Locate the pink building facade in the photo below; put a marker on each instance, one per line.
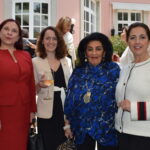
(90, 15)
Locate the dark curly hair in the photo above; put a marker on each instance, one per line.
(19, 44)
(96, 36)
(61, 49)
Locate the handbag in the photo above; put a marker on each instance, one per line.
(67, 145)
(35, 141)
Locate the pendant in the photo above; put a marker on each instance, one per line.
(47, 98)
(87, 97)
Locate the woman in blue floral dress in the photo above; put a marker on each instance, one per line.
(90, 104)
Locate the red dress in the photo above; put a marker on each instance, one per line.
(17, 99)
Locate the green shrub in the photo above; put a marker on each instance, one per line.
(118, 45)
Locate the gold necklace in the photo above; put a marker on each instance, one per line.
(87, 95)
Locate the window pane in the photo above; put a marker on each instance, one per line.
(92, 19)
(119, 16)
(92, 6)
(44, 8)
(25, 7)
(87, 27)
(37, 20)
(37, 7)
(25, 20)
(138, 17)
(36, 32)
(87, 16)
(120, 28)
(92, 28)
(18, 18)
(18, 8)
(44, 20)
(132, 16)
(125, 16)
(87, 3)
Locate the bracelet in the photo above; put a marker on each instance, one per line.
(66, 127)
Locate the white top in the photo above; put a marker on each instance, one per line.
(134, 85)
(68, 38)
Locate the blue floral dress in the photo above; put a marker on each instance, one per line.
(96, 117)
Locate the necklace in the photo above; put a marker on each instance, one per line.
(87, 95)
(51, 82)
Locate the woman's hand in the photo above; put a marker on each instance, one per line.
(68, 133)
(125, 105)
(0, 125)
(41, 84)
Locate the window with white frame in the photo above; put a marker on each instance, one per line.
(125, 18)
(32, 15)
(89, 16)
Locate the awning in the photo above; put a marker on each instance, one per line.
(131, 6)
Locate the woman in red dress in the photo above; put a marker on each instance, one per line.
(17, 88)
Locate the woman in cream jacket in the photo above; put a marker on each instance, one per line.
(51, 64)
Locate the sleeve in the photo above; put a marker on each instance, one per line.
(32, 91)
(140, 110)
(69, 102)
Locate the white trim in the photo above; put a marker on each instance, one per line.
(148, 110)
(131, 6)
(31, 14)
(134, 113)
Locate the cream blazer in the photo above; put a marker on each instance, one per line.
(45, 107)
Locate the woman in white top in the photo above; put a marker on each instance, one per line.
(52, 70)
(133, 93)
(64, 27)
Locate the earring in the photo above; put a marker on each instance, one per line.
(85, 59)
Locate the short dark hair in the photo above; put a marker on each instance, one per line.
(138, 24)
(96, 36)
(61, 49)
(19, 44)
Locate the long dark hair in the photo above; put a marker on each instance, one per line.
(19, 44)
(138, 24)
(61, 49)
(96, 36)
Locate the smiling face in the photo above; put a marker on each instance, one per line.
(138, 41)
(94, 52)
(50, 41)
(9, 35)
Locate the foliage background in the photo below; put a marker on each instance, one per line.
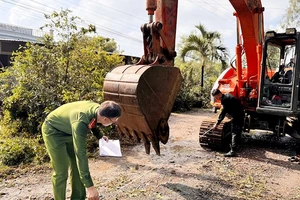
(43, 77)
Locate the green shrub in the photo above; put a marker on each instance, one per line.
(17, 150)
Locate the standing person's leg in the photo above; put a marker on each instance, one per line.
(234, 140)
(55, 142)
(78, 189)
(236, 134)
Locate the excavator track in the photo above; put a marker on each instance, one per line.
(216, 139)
####################
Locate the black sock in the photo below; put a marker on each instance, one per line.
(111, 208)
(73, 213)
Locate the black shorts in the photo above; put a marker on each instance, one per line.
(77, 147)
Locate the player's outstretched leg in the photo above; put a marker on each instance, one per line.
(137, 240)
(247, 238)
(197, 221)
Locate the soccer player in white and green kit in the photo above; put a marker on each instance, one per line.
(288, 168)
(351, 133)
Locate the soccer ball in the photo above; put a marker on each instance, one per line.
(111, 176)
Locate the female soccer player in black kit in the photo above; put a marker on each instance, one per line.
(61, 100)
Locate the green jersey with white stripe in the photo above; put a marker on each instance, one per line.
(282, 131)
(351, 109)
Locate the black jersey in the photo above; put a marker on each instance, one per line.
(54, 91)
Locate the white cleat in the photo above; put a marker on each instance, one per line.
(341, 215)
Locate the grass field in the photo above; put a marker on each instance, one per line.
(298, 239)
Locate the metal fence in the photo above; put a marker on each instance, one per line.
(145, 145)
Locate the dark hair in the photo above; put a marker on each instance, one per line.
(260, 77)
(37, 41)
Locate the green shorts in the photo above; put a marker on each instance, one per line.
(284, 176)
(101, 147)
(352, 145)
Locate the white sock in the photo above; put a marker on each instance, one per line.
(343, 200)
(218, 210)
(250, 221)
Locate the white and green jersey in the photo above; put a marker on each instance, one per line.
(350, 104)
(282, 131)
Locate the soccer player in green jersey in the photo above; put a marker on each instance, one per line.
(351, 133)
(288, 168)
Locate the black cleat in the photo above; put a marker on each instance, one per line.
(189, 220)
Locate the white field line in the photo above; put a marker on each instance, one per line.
####################
Report each of the lines above that contains the string "window", matching case exactly.

Answer to the problem:
Locate the window pane in the photo above; put a marker on each instance, one per line.
Locate the window with white frame in the photo above; put a marker on each instance, one per line.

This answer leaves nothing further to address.